◆ **PARTIE TEXTE**:
KEEP IT LOW Festival, Jour 2 (Elder, Wo Fat, Lowrider, The Well, Sasquatch…) – 20/10/2018 – Munich (Allemagne)

Nouvelle journée ensoleillée sur Munich ! La météo idéale pour aller s’enfermer de longues heures dans l’obscurité de salles emplies de fumigène et de vapeurs éthyliques. On attaque cette fois-ci un peu avant 16 h et pour presque le double de groupes par rapport à la veille. Et pas des moindres. Pour l’occasion, le Feierwerk met à disposition sa troisième salle : l’Orange H. Mais une fois n’est pas coutume, c’est vers l’Hansa 39 que l’on se précipite pour l’ouverture.

◆ **DONNÉES DE L'EXERCICE**:
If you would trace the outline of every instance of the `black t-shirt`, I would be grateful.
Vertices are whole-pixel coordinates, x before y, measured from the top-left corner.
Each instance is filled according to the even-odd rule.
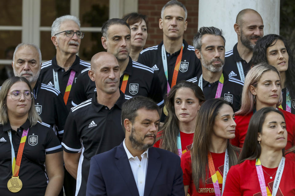
[[[33,89],[35,107],[42,122],[51,126],[62,137],[69,112],[60,92],[39,81]]]
[[[59,90],[61,93],[63,97],[65,91],[65,89],[68,84],[68,81],[70,77],[71,71],[73,70],[76,72],[75,78],[72,84],[72,88],[70,92],[69,99],[67,103],[66,107],[68,110],[69,111],[72,107],[72,97],[74,95],[72,92],[73,88],[75,86],[76,80],[78,75],[81,71],[86,68],[90,67],[90,64],[80,59],[78,56],[76,55],[76,59],[69,69],[66,71],[65,69],[60,67],[57,64],[56,62],[56,57],[55,56],[52,60],[42,64],[41,67],[41,71],[39,79],[41,83],[46,84],[51,87],[58,89],[54,86],[54,82],[53,79],[53,70],[57,72],[58,83],[59,85]]]
[[[231,103],[234,107],[234,111],[236,112],[240,108],[242,91],[244,83],[240,81],[231,77],[228,77],[224,72],[223,72],[224,81],[220,97]],[[200,77],[199,77],[200,79]],[[215,98],[219,81],[210,83],[202,78],[203,90],[205,99],[206,100]],[[187,81],[199,85],[197,77]]]
[[[245,81],[244,77],[251,68],[252,61],[247,63],[241,58],[238,51],[237,45],[237,43],[234,47],[233,50],[225,53],[225,63],[223,69],[229,77],[240,80],[243,83]],[[240,63],[241,64],[239,64]],[[239,64],[239,66],[237,65],[237,63]],[[242,74],[243,72],[244,77]],[[242,79],[243,77],[243,80]]]
[[[11,146],[7,131],[11,130],[9,122],[0,125],[0,192],[1,195],[44,195],[48,180],[45,171],[46,154],[61,151],[61,143],[49,125],[38,122],[29,127],[28,120],[16,131],[11,131],[12,141],[17,157],[23,131],[29,128],[18,174],[23,183],[19,192],[12,193],[7,183],[12,176]]]
[[[189,45],[184,40],[183,43],[184,47],[176,83],[200,76],[202,73],[201,62],[196,56],[194,47]],[[151,68],[155,73],[158,74],[161,82],[163,97],[164,97],[167,93],[167,79],[165,76],[162,60],[161,51],[163,44],[162,41],[159,45],[148,48],[141,51],[137,62]],[[168,81],[170,87],[175,63],[180,52],[180,50],[173,54],[166,52]]]
[[[90,79],[88,71],[90,68],[82,70],[79,74],[73,89],[75,95],[72,104],[75,106],[92,98],[96,92],[95,83]],[[152,69],[132,61],[129,57],[129,62],[120,78],[120,89],[125,74],[129,75],[125,94],[133,97],[141,95],[151,98],[159,106],[164,103],[160,81],[158,76],[154,74]]]
[[[67,153],[81,153],[76,187],[78,195],[86,194],[91,158],[120,145],[125,137],[121,123],[121,107],[130,96],[120,91],[120,98],[110,110],[97,103],[97,97],[95,93],[92,99],[72,108],[61,143]]]

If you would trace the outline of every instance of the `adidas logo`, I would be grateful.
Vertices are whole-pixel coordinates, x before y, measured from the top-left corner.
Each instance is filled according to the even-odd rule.
[[[232,71],[230,72],[230,74],[228,74],[229,76],[230,76],[231,77],[232,77],[233,76],[236,76],[237,74],[236,74],[236,73],[234,72],[233,71]]]
[[[155,65],[153,66],[153,67],[151,68],[151,69],[152,69],[153,70],[154,70],[154,71],[155,71],[156,70],[159,70],[159,68],[158,68],[158,67],[157,66],[157,65],[155,64]]]
[[[88,128],[90,128],[90,127],[93,127],[93,126],[96,126],[97,125],[95,124],[95,123],[94,123],[94,121],[93,120],[90,123],[90,124],[89,124],[89,126],[88,126]]]
[[[48,83],[48,84],[47,85],[50,87],[53,87],[54,86],[54,85],[52,84],[51,81],[49,82],[49,83]]]

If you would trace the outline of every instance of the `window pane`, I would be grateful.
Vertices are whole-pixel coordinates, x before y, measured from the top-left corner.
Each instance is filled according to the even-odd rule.
[[[84,61],[89,61],[93,55],[100,52],[106,51],[101,44],[102,35],[100,32],[86,32],[81,40],[79,51],[80,58]]]
[[[52,23],[57,17],[69,14],[70,0],[41,1],[41,26],[51,27]]]
[[[22,26],[22,0],[0,1],[0,25]]]
[[[51,41],[51,37],[50,32],[40,32],[40,50],[42,55],[42,61],[51,60],[56,54],[56,50]]]
[[[101,27],[108,19],[108,0],[80,1],[79,16],[81,26]]]

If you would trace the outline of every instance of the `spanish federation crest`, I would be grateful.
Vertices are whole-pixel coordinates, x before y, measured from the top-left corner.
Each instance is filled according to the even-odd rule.
[[[34,146],[38,143],[37,135],[29,135],[29,144],[32,146]]]
[[[233,104],[233,98],[234,96],[232,95],[224,93],[224,100],[227,102],[231,103],[232,104]]]
[[[180,66],[179,67],[179,70],[182,72],[185,72],[187,71],[188,68],[188,62],[180,62]]]
[[[36,111],[38,113],[38,115],[39,115],[41,114],[41,113],[42,112],[42,106],[35,105],[35,107],[36,108]]]
[[[129,92],[135,95],[138,92],[138,84],[130,84],[129,85]]]

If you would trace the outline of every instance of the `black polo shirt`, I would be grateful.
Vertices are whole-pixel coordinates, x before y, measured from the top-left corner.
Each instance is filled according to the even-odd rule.
[[[23,131],[30,126],[30,122],[27,120],[16,131],[11,131],[16,158]],[[38,122],[30,127],[18,174],[22,188],[17,193],[12,193],[7,187],[7,183],[12,176],[11,146],[7,133],[11,129],[9,122],[0,125],[0,194],[44,196],[48,180],[44,164],[46,155],[61,151],[61,143],[49,125]]]
[[[234,107],[234,111],[235,112],[238,110],[241,105],[242,91],[244,83],[241,81],[231,77],[229,77],[223,71],[224,80],[223,85],[221,91],[220,97],[229,102],[230,102]],[[200,79],[199,77],[198,78]],[[219,80],[210,83],[202,78],[203,92],[206,100],[215,98],[217,87],[219,82]],[[195,77],[187,81],[192,82],[199,85],[199,82],[197,77]]]
[[[70,153],[81,153],[77,175],[76,194],[85,195],[90,159],[97,154],[108,151],[120,145],[125,134],[121,123],[122,104],[127,98],[120,91],[114,106],[97,103],[97,94],[83,102],[70,111],[62,139],[63,149]]]
[[[241,68],[242,68],[244,75],[246,76],[251,68],[252,61],[250,61],[249,63],[247,63],[246,61],[241,58],[238,51],[237,47],[237,43],[234,47],[233,50],[225,53],[225,63],[223,69],[223,71],[229,77],[242,81],[243,83],[245,78],[243,80],[242,80],[242,78],[243,77],[243,76],[240,74],[240,73],[242,73],[243,72],[242,69],[240,70],[239,67],[237,65],[237,62],[238,63],[240,62],[242,65]]]
[[[90,68],[82,71],[78,76],[73,89],[75,95],[72,104],[75,106],[80,103],[91,98],[96,92],[95,83],[90,79],[88,71]],[[141,95],[151,98],[159,106],[163,106],[164,100],[162,97],[161,85],[158,76],[154,74],[152,69],[133,61],[129,57],[129,62],[120,78],[121,88],[124,75],[129,75],[125,94],[131,96]]]
[[[58,78],[58,82],[59,84],[59,90],[61,93],[61,95],[63,98],[65,88],[68,84],[68,81],[70,77],[71,71],[72,70],[76,72],[75,75],[75,79],[72,85],[72,89],[70,92],[69,96],[69,99],[67,103],[67,108],[68,111],[70,110],[72,107],[72,99],[73,95],[72,91],[77,77],[79,73],[83,70],[86,68],[90,67],[90,64],[80,59],[80,58],[76,55],[76,59],[71,66],[69,69],[66,71],[65,69],[60,67],[57,64],[56,62],[56,57],[55,56],[52,60],[47,61],[42,64],[41,67],[41,71],[39,78],[41,83],[46,84],[49,86],[54,87],[54,82],[53,80],[53,70],[57,72],[57,76]]]
[[[184,45],[179,70],[177,75],[177,82],[187,80],[202,73],[202,65],[200,60],[195,53],[194,47],[189,45],[183,40]],[[165,76],[161,55],[163,41],[159,45],[144,50],[140,52],[137,62],[151,68],[159,76],[161,83],[163,97],[167,94],[167,79]],[[166,52],[168,72],[168,81],[171,87],[175,63],[180,50],[170,54]]]

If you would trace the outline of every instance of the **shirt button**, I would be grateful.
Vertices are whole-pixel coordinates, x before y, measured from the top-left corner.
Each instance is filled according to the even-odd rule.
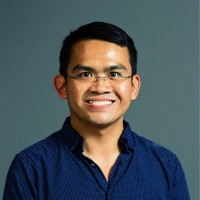
[[[91,163],[91,167],[95,167],[95,163]]]

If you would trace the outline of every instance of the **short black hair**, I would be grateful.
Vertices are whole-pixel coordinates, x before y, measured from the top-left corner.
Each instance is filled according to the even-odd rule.
[[[80,26],[77,30],[71,31],[65,37],[60,50],[60,74],[66,75],[73,45],[81,40],[87,39],[103,40],[115,43],[121,47],[127,47],[130,55],[132,75],[137,73],[137,50],[131,37],[124,30],[113,24],[92,22]]]

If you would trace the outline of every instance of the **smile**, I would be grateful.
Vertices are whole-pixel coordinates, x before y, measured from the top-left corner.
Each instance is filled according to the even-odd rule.
[[[87,101],[88,104],[97,105],[97,106],[104,106],[104,105],[110,105],[113,103],[113,101],[94,101],[89,100]]]

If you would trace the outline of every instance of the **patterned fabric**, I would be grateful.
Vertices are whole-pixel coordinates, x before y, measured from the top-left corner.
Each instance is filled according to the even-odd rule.
[[[164,147],[132,132],[127,122],[109,181],[85,157],[83,139],[66,119],[62,129],[14,158],[4,200],[188,200],[183,169]]]

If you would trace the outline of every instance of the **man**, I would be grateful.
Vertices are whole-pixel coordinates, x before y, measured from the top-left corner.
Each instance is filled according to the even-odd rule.
[[[4,199],[189,199],[176,156],[123,119],[140,77],[137,51],[122,29],[94,22],[71,32],[54,83],[70,117],[15,157]]]

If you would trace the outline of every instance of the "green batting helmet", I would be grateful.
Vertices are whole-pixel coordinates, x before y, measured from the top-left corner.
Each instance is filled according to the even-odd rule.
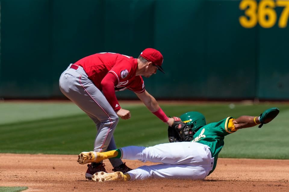
[[[180,118],[182,122],[191,126],[193,132],[196,132],[199,128],[207,124],[204,116],[198,112],[188,112],[182,115]]]

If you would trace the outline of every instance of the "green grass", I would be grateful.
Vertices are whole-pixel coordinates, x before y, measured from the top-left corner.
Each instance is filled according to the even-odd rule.
[[[289,159],[289,104],[229,103],[162,105],[168,115],[197,111],[207,123],[228,116],[258,116],[276,106],[280,110],[262,128],[241,130],[226,136],[219,157]],[[114,136],[119,147],[167,142],[167,127],[142,105],[123,104],[132,118],[120,120]],[[232,109],[232,108],[233,108]],[[96,130],[88,116],[70,103],[0,103],[0,153],[78,154],[93,148]]]
[[[0,192],[19,192],[27,189],[26,187],[0,187]]]

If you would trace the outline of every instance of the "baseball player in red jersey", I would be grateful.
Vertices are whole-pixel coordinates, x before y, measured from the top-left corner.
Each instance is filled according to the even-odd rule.
[[[144,50],[137,59],[118,53],[100,53],[71,64],[62,74],[59,80],[61,92],[96,125],[94,151],[117,148],[113,134],[118,116],[123,119],[131,117],[129,111],[120,106],[115,91],[126,89],[132,91],[160,119],[170,126],[174,123],[174,119],[167,117],[155,99],[145,90],[141,76],[149,77],[158,69],[164,73],[161,67],[163,60],[159,51],[150,48]],[[114,171],[126,172],[131,170],[120,159],[110,160]],[[96,172],[106,172],[102,162],[92,163],[88,166],[85,177],[88,179],[91,179]]]

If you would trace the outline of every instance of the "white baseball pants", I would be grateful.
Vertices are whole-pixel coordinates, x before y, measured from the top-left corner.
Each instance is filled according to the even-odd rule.
[[[122,159],[163,164],[144,166],[127,173],[132,180],[148,178],[204,179],[213,168],[210,147],[197,142],[182,142],[144,147],[130,146],[121,148]]]

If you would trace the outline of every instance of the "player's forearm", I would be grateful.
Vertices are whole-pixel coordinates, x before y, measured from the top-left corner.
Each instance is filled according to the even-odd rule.
[[[236,130],[254,127],[261,123],[259,117],[246,116],[241,116],[233,120],[233,122]]]

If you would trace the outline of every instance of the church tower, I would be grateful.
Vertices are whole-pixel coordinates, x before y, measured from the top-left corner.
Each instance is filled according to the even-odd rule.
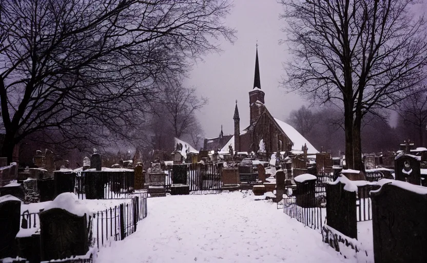
[[[258,44],[257,44],[257,54],[255,57],[255,76],[254,78],[254,88],[249,92],[250,124],[255,122],[262,112],[264,107],[264,91],[261,89],[260,66],[258,62]]]
[[[239,109],[237,108],[237,100],[236,100],[236,108],[234,109],[234,151],[240,152],[240,117],[239,117]]]

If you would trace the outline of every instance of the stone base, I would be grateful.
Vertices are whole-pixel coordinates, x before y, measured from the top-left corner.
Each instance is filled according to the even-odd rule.
[[[264,183],[264,186],[265,187],[265,192],[273,192],[276,190],[276,183]]]
[[[190,194],[190,186],[188,184],[173,185],[170,186],[171,195]]]
[[[265,193],[265,187],[264,185],[254,185],[252,191],[254,195],[263,195]]]
[[[40,262],[40,235],[17,237],[18,256],[30,262]]]
[[[223,184],[221,187],[222,190],[229,191],[230,192],[239,191],[240,189],[240,184]]]
[[[164,197],[166,196],[166,193],[159,194],[150,194],[150,196],[149,197]]]

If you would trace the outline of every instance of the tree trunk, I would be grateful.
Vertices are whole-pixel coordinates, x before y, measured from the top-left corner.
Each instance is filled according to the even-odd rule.
[[[356,114],[353,125],[353,168],[358,171],[360,171],[362,168],[361,124],[361,117]]]
[[[345,133],[345,165],[347,168],[353,168],[354,167],[353,105],[351,102],[344,102],[344,128]]]

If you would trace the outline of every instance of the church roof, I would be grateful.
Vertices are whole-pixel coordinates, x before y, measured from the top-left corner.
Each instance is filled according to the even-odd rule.
[[[260,79],[260,65],[258,63],[258,47],[257,44],[257,55],[255,58],[255,77],[254,78],[254,88],[261,89],[261,80]]]
[[[279,119],[275,118],[274,120],[283,132],[285,133],[285,134],[294,143],[294,146],[292,147],[293,149],[301,150],[304,145],[306,144],[308,153],[317,154],[319,153],[316,148],[310,143],[310,142],[301,135],[295,128]]]

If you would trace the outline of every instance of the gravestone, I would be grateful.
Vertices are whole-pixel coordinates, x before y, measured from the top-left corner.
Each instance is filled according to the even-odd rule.
[[[295,178],[297,189],[295,203],[303,208],[314,208],[316,206],[315,197],[316,176],[308,174],[300,175]]]
[[[53,161],[53,153],[47,149],[45,151],[45,169],[51,172],[55,168],[55,163]]]
[[[89,250],[86,214],[52,208],[40,214],[42,260],[84,255]]]
[[[172,183],[187,184],[187,164],[173,164],[172,166]]]
[[[371,192],[376,262],[427,258],[427,190],[397,181]]]
[[[33,162],[38,167],[43,167],[43,155],[41,151],[36,151],[35,155],[33,157]]]
[[[366,155],[365,156],[364,161],[365,170],[375,169],[375,156],[374,155]]]
[[[262,182],[266,182],[265,180],[265,168],[264,168],[264,165],[261,164],[258,164],[257,165],[257,168],[258,170],[258,180]]]
[[[327,224],[345,236],[357,238],[356,192],[344,190],[344,185],[341,182],[326,185]]]
[[[86,171],[90,168],[90,159],[87,156],[83,158],[83,171]]]
[[[182,163],[183,156],[179,152],[173,153],[173,163],[179,164]]]
[[[21,200],[9,195],[0,197],[0,258],[17,255],[15,237],[20,220]]]
[[[90,157],[90,168],[94,168],[96,171],[101,171],[102,164],[101,155],[98,153],[96,149],[93,148],[93,154]]]
[[[74,193],[75,173],[61,171],[53,173],[55,182],[55,196],[63,193]]]
[[[28,178],[23,181],[24,186],[24,203],[37,203],[40,200],[40,194],[37,187],[37,179]]]
[[[406,154],[396,157],[395,160],[396,180],[419,185],[421,184],[421,170],[418,158]]]
[[[0,157],[0,167],[7,166],[7,157]]]
[[[144,189],[144,184],[145,183],[144,175],[142,174],[142,171],[144,167],[142,164],[139,162],[135,166],[135,190],[140,190]]]
[[[106,176],[104,173],[86,172],[85,173],[85,189],[87,199],[103,199]]]
[[[224,185],[240,183],[240,176],[237,167],[222,168],[222,183]]]

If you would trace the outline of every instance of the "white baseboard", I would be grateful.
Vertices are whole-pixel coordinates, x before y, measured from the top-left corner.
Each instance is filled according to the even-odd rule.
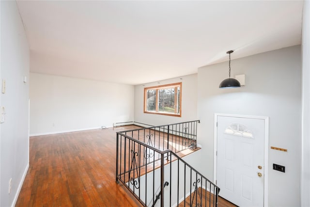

◆ **CONSIGNES**:
(a) Citez le passage du compte rendu du festival qui va de « KEEP IT LOW » jusqu'à « précipite pour l’ouverture. » inclus.
(b) Rassemblez toutes les lignes des enregistrements contenant le mot « church ».
Le compte rendu du festival et les enregistrements sont deux matériaux indépendants l'un de l'autre.

◆ **RÉPONSES PAR CONSIGNE**:
(a)
KEEP IT LOW Festival, Jour 2 (Elder, Wo Fat, Lowrider, The Well, Sasquatch…) – 20/10/2018 – Munich (Allemagne)

Nouvelle journée ensoleillée sur Munich ! La météo idéale pour aller s’enfermer de longues heures dans l’obscurité de salles emplies de fumigène et de vapeurs éthyliques. On attaque cette fois-ci un peu avant 16 h et pour presque le double de groupes par rapport à la veille. Et pas des moindres. Pour l’occasion, le Feierwerk met à disposition sa troisième salle : l’Orange H. Mais une fois n’est pas coutume, c’est vers l’Hansa 39 que l’on se précipite pour l’ouverture.

(b)
If you would trace the outline of every instance of the church tower, I would be grateful.
If you would trace the outline of every instance of the church roof, I would be grateful.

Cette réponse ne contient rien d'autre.